### Selected passage
Instructional staff understood that access to high-quality instructional materials is, at its heart, an equity issue. The Opportunity Myth shows that classrooms that serve predominantly students from higher-income backgrounds spent twice as much time on grade-appropriate assignments than did classrooms with students from low-income backgrounds, and this seemed to be playing out in Passaic, where 86% of the district’s 15,000 students qualified for free or reduced lunch. Educators were determined to interrupt the opportunity gap.
Results
A Materials Review That Centers Equity for Multilingual Learners
Harnessing TNTP’s Curriculum Implementation Framework, Passaic leaders began by convening a task force to design a vision for standout ELA and math education that would guide the selection of new instructional materials. Then, content specialists began reviewing materials for ELA for grades K through 8 and math for grades 3 through 12.
Central to Passaic’s efforts was an unwavering commitment to finding vendors that offered the same curriculum in both English and Spanish, since 93% of Passaic’s families identify as Latinx. Leaders also wanted to ensure continuity across schools, since students often move between schools within the district.
######
Exercise task A:
Answer these from the Passaic passage:
(i) What percentage of Passaic's students qualified for free or reduced lunch?
(ii) Which grades did the math materials review cover?
(iii) What share of Passaic's families identify as Latinx?
Exercise task B:
Can you turn the paragraph of the Passaic passage that opens "Central to Passaic's efforts" into a short bulleted list that keeps its main facts?
Exercise task C:
Do these statements agree with the Passaic passage? For each, answer yes or no and quote the words that decide it.
(i) Passaic leaders began by convening a task force.
(ii) Content specialists reviewed ELA materials for grades K through 12.
(iii) The district serves 15,000 students.
Rely only on the Passaic passage for these answers.
### Items
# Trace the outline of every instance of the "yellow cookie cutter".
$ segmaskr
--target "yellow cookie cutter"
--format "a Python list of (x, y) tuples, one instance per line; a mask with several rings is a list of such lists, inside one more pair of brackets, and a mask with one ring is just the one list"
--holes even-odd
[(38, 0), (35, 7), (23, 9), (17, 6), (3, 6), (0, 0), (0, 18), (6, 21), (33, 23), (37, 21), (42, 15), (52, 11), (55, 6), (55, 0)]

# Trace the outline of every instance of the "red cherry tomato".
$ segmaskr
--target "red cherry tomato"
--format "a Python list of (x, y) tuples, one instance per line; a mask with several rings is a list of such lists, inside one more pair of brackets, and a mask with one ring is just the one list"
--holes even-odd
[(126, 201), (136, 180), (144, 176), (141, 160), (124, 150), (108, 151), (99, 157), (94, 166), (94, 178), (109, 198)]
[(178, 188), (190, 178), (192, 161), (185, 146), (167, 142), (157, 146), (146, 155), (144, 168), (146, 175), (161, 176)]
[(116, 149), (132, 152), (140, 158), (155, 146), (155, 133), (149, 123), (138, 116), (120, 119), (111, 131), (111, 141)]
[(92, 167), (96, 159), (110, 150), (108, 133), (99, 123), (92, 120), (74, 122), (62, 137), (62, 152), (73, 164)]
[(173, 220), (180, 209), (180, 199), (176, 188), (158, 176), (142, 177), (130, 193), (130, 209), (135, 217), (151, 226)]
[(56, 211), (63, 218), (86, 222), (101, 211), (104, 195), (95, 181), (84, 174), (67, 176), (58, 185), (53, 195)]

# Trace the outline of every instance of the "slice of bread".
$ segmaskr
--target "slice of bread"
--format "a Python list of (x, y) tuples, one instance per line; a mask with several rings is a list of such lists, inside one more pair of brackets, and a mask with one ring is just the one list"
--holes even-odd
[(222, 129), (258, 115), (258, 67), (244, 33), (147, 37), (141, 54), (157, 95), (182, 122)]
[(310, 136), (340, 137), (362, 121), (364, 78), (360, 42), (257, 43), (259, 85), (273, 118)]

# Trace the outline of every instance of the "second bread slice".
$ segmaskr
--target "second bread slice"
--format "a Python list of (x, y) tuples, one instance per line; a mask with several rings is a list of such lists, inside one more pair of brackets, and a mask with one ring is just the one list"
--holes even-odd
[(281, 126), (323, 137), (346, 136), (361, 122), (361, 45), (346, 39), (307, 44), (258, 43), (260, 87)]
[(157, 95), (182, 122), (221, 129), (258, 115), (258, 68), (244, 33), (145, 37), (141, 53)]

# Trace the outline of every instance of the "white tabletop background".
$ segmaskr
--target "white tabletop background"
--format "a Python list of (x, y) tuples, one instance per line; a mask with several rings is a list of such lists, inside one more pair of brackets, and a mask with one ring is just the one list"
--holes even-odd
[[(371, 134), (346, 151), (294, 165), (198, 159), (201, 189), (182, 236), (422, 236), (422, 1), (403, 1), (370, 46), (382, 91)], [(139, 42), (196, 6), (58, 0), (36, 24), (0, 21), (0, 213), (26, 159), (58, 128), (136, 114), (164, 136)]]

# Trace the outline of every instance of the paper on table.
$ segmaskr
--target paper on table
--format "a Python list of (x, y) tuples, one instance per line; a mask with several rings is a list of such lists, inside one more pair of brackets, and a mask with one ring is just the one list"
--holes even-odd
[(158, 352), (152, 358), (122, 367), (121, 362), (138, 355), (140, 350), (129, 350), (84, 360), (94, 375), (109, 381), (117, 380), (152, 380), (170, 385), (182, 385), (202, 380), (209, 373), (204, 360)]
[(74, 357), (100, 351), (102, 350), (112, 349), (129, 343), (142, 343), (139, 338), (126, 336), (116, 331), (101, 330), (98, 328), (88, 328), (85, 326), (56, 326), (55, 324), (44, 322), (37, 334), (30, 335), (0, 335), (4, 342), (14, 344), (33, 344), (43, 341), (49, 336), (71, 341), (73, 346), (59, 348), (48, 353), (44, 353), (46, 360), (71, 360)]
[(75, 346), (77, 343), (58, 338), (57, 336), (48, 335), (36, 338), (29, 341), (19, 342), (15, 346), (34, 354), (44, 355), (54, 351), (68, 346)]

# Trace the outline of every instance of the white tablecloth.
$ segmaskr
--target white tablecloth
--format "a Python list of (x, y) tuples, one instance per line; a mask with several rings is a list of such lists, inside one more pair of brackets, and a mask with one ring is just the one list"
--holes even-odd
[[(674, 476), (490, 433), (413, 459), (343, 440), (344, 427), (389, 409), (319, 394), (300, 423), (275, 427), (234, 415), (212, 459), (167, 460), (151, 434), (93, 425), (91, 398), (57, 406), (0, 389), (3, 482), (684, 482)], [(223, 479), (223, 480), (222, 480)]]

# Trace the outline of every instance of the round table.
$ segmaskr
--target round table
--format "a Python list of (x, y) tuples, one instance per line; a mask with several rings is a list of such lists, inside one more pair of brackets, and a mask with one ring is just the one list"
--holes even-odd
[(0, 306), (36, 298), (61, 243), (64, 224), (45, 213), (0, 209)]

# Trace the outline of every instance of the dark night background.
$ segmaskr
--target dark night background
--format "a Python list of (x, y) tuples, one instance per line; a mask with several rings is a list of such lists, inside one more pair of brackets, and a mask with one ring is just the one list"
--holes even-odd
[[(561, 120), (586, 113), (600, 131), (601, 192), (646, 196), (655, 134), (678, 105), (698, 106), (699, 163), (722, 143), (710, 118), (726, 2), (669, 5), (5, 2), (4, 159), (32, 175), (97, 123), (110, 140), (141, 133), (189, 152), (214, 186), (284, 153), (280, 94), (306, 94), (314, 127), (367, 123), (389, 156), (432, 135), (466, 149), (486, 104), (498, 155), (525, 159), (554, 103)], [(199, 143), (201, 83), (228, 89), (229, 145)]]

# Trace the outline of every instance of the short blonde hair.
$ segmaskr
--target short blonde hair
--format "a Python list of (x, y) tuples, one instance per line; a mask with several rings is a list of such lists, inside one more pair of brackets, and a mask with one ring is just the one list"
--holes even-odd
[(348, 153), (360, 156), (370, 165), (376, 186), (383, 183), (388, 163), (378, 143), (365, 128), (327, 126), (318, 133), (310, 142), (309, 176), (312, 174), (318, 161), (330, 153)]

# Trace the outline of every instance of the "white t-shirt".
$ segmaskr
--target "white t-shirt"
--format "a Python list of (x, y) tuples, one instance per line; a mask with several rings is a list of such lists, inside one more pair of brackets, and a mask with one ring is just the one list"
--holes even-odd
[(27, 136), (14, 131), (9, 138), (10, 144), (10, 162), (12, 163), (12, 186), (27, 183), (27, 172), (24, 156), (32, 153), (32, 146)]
######
Right answer A:
(i) 86%
(ii) Grades 3 through 12
(iii) 93%

Right answer B:
- Passaic was firmly committed to finding vendors that offered the same curriculum in English and Spanish.
- The reason was that 93% of Passaic's families identify as Latinx.
- Leaders also wanted continuity across schools.
- The reason was that students often move between schools within the district.

Right answer C:
(i) Yes: "Passaic leaders began by convening a task force"
(ii) No: "reviewing materials for ELA for grades K through 8"
(iii) Yes: "86% of the district’s 15,000 students qualified for free or reduced lunch"